→ Instructions for the task: Among the lines of the records, find all that carry the word "instance" and copy them.

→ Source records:

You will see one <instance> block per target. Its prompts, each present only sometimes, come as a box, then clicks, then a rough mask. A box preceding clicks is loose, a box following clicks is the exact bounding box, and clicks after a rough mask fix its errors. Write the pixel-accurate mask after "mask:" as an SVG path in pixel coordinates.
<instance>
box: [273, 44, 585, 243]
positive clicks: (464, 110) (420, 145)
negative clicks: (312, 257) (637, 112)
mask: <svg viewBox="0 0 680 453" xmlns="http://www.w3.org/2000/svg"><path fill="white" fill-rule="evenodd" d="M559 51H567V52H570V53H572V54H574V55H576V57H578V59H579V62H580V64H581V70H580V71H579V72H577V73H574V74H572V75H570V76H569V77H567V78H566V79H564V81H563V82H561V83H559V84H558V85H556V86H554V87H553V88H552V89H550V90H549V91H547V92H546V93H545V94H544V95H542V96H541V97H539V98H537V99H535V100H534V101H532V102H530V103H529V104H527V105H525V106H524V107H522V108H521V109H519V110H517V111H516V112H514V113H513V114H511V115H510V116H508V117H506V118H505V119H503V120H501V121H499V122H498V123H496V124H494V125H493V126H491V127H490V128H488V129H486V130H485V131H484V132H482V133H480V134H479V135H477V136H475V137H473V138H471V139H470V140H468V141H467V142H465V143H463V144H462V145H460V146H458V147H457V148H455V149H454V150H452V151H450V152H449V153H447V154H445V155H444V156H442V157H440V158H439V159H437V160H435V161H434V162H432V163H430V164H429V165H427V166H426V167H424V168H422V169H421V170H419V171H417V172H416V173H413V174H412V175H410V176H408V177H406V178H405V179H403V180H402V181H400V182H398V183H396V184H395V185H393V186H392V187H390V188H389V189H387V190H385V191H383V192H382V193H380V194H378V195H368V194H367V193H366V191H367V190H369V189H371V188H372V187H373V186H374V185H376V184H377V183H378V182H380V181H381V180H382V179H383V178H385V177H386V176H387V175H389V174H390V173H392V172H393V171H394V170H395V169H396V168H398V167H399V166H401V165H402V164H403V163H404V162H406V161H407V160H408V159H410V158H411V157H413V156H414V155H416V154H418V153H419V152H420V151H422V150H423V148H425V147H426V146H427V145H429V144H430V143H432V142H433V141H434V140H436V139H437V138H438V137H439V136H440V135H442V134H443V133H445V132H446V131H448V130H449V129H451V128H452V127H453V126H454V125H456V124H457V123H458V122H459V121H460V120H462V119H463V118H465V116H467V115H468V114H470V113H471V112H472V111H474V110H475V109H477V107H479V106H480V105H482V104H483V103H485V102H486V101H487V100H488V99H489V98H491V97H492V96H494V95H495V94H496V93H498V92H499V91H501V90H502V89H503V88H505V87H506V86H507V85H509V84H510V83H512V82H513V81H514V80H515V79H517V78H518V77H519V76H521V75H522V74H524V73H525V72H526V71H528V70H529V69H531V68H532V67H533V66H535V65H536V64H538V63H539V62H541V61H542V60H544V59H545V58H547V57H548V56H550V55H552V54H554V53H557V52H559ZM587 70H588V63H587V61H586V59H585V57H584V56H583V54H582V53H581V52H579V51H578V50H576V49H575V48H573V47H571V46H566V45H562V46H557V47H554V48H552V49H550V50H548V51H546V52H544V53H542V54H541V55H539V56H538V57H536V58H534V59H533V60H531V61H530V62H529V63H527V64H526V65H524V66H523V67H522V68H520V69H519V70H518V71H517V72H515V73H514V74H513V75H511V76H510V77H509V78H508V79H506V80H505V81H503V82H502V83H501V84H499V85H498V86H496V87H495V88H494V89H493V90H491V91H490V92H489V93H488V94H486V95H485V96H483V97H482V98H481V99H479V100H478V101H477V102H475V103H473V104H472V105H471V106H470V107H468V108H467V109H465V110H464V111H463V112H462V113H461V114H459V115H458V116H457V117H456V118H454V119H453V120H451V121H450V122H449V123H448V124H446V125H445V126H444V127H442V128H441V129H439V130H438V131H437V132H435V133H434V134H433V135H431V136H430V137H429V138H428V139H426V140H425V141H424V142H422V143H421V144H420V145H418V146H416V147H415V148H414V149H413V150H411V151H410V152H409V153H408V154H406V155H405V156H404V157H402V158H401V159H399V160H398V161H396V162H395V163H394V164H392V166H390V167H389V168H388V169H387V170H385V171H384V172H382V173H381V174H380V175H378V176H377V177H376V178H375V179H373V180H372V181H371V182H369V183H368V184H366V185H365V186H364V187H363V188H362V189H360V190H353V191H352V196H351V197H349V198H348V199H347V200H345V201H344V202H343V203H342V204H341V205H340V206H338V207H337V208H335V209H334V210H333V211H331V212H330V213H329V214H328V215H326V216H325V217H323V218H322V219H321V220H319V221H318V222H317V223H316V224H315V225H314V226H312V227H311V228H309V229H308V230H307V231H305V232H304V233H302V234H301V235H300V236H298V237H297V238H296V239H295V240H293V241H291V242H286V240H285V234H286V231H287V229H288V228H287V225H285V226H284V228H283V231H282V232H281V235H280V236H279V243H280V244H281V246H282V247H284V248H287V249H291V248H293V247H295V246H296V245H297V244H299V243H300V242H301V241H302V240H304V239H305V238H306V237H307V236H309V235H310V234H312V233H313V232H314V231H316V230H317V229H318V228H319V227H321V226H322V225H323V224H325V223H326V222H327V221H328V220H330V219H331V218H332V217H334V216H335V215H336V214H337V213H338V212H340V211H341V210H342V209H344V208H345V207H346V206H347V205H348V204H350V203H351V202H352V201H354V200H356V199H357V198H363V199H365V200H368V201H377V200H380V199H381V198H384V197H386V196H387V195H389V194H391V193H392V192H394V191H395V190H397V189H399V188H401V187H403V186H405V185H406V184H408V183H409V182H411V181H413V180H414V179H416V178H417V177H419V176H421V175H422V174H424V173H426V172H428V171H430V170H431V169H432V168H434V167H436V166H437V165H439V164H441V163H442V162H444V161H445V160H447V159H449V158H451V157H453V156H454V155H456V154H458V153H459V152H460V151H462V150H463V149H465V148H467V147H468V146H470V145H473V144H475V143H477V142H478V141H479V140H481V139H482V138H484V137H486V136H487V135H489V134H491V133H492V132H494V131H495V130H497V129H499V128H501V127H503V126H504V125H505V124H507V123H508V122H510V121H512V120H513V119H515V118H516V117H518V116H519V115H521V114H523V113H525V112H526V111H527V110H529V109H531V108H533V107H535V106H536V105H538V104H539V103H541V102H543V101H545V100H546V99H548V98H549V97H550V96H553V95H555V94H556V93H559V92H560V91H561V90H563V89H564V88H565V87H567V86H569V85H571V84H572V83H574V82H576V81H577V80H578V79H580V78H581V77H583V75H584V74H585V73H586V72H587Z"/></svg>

→ Exercise result:
You will see one <instance> block per target. Its prompts, each present only sometimes, come as a box, then clicks, then a rough mask. A box preceding clicks is loose, a box following clicks is the exact bounding box, and clicks after a rough mask fix its errors. Write the pixel-accurate mask after "mask:" as an SVG path in pixel coordinates.
<instance>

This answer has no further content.